[[ DATA FOR REVIEW open ]]
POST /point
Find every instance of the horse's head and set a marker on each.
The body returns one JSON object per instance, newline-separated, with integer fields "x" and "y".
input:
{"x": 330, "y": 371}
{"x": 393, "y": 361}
[[ DATA FOR REVIEW closed ]]
WHAT YOU HAVE TO DO: Nothing but the lines from the one containing "The body returns" to the end of the material should be printed, each exactly as written.

SOLUTION TO THIS TASK:
The body returns one JSON object per instance, newline-separated, with integer fields "x" and "y".
input:
{"x": 330, "y": 371}
{"x": 393, "y": 361}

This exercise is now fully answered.